Conjunto de tarefas →
[1] Segundo o texto sobre cannabis medicinal, quais são os dois compostos majoritários da Cannabis sativa?
[2] Transcreva do texto sobre cannabis medicinal o trecho que começa em "Embora existam muitos" e segue até "à esclerose múltipla.".

Seção de texto →
|---|

Miriana Machado, PhD – CTO InnVitro
Cannabis sativa é uma planta que possui mais de 400 ingredientes ativos, dentre os quais destacam-se Canabidiol (CBD) e Tetrahidrocanabinol (THC) por serem os compostos majoritários e por apresentarem importantes e reconhecidas propriedades farmacológicas.
Mundialmente, produtos à base de cannabis medicinal estão sendo utilizados para uma ampla variedade de condições como dor crônica, epilepsia, insônia, esclerose múltipla, doenças músculo-esqueléticas e vários tipos de distúrbios do Sistema Nervoso Central, entre outros. Resultados promissores estão sendo observados para tratamento patologias severas, como por exemplo síndromes epiléticas em crianças. Além disso, estudos clínicos para diferentes doenças têm mostrado efeitos terapêuticos mais potentes e com menor incidência de efeitos adversos e/ou mais brandos de produtos à base de cannabis do que medicamentos clássicos utilizados para as mesmas desordens.
Embora existam muitos produtos à base de cannabis sendo utilizados em diversos países, até mesmo como alimentos e cosméticos, até o momento poucos foram registrados como medicamentos. Nos EUA, Canadá, Europa e Austrália os medicamentos existentes são indicados principalmente para tratamentos de epilepsia, de náuseas associadas à quimioterapia, de anorexia associada à perda de peso em pacientes com AIDS, de espasmo muscular e dor neuropática associada à esclerose múltipla.

|---|

Seção de dados →

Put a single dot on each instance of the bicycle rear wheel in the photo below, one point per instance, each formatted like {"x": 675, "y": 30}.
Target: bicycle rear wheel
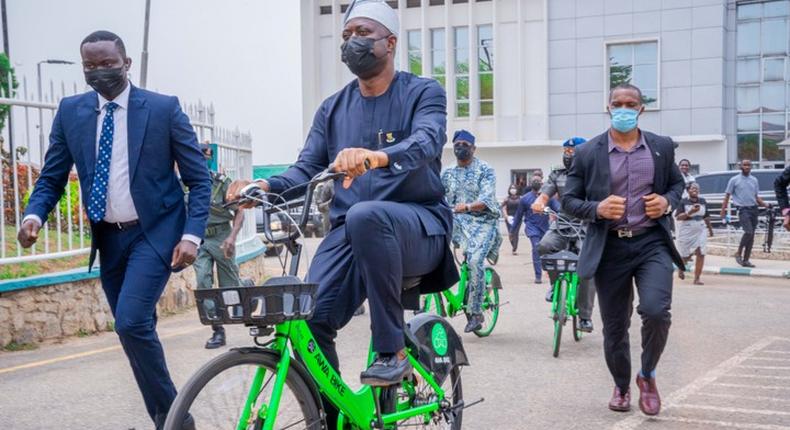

|---|

Problemas resolvidos →
[1] Canabidiol (CBD) e Tetrahidrocanabinol (THC).

[2]
Embora existam muitos produtos à base de cannabis sendo utilizados em diversos países, até mesmo como alimentos e cosméticos, até o momento poucos foram registrados como medicamentos. Nos EUA, Canadá, Europa e Austrália os medicamentos existentes são indicados principalmente para tratamentos de epilepsia, de náuseas associadas à quimioterapia, de anorexia associada à perda de peso em pacientes com AIDS, de espasmo muscular e dor neuropática associada à esclerose múltipla.